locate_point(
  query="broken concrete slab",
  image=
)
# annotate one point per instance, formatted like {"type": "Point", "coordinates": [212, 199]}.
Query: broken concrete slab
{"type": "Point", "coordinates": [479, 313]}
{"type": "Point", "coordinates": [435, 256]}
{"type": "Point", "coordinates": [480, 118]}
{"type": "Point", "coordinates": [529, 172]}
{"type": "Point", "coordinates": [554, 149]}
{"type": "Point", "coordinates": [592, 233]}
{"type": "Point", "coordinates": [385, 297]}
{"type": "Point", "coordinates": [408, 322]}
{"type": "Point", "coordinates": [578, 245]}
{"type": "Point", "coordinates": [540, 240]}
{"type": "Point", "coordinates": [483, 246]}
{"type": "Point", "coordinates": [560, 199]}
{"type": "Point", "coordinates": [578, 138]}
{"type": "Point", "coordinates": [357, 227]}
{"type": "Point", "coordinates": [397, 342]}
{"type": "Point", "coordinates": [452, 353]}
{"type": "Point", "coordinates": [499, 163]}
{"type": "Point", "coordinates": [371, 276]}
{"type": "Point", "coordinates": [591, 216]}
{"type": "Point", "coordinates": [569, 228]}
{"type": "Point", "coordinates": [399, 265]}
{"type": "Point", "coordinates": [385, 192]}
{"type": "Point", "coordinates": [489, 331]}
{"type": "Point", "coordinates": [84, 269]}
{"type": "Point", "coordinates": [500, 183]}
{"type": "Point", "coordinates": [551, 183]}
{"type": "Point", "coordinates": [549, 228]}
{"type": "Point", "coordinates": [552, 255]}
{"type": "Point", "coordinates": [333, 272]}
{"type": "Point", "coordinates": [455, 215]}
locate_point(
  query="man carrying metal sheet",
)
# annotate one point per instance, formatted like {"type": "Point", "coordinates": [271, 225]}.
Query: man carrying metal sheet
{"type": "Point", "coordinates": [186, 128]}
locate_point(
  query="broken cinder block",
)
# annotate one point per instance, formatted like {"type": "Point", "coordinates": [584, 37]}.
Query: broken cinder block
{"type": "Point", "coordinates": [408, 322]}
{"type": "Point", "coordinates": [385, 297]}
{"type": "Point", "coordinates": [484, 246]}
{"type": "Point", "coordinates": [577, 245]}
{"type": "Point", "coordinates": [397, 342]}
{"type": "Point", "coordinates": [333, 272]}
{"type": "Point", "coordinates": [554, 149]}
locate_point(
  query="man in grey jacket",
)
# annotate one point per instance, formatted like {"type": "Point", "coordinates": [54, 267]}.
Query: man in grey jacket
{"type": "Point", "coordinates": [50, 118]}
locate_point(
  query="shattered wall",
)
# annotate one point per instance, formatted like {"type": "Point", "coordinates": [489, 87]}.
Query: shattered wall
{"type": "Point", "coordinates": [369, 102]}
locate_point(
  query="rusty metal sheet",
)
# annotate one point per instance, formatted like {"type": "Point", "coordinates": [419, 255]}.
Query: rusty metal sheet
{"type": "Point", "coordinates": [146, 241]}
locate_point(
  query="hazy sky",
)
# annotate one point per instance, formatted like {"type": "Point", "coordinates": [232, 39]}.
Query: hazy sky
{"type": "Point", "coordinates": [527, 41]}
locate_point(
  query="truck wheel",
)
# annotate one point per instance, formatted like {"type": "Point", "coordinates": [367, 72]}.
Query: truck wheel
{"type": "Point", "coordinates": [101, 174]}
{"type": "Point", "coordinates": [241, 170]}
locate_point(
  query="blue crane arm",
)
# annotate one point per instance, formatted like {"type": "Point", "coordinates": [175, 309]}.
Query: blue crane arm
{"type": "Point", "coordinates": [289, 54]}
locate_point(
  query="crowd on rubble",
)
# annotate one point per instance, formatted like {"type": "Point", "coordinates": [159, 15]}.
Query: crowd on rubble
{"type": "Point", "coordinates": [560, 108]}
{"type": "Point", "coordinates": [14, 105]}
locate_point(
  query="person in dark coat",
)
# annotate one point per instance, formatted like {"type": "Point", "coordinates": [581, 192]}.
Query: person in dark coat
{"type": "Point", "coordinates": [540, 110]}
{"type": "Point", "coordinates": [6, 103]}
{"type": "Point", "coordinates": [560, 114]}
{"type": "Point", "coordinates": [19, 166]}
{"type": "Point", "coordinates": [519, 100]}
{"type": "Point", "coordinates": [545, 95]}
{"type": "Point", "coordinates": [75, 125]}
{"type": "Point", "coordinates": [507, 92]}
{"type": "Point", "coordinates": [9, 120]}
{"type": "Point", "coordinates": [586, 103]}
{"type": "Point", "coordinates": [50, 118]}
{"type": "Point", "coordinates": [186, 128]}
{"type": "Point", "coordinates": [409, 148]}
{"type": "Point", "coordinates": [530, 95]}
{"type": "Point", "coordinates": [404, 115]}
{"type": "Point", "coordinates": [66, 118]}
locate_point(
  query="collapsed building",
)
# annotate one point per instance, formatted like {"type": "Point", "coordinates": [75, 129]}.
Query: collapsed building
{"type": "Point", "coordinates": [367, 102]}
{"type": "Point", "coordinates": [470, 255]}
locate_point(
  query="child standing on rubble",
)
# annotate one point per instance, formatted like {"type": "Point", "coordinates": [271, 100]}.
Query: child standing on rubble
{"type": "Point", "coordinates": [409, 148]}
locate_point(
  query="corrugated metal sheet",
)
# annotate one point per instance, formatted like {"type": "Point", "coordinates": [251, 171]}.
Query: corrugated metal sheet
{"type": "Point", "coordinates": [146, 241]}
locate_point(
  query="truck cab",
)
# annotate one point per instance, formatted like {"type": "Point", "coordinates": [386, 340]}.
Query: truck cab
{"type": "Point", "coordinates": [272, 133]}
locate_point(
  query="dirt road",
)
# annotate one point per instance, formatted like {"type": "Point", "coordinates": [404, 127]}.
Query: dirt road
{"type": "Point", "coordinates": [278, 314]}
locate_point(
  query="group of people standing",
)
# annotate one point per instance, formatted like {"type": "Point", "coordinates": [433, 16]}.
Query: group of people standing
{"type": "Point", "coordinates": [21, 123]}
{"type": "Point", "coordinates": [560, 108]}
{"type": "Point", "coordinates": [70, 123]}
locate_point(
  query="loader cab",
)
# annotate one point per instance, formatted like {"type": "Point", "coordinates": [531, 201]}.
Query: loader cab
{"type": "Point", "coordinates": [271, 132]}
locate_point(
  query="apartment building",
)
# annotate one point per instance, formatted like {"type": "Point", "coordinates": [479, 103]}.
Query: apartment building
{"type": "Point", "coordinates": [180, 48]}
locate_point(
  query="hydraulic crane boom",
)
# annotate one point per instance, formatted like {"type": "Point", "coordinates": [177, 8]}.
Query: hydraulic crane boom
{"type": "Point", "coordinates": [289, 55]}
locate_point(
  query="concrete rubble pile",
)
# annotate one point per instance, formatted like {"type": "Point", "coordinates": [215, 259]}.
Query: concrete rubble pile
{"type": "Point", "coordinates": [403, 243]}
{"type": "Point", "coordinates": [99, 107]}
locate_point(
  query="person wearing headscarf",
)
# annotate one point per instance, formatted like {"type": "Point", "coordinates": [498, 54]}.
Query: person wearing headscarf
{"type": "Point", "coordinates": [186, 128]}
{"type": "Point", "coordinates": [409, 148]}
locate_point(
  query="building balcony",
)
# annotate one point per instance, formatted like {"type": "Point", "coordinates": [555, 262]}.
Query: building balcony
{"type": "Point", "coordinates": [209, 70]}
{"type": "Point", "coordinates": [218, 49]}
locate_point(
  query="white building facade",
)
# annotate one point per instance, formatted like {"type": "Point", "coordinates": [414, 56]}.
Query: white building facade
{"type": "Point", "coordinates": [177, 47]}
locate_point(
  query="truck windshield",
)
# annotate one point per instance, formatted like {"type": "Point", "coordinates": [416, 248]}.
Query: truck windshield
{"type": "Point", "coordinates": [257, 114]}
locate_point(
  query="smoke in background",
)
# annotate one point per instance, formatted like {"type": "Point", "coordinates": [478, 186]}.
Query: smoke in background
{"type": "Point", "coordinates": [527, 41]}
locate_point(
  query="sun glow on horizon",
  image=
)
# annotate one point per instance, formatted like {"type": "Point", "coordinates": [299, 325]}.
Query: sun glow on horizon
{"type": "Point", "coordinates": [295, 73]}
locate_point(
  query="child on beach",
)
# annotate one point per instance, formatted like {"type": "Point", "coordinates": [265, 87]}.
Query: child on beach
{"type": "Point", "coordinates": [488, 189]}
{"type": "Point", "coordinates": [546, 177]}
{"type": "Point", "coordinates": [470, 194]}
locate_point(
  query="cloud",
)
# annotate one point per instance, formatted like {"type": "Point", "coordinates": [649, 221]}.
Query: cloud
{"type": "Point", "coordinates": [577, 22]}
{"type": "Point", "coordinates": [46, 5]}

---+---

▸ TASK DETAILS:
Count the lines in the listing above that contain the word "corrugated", matching case exactly, and reply with only that number.

▸ ANSWER IN FULL:
2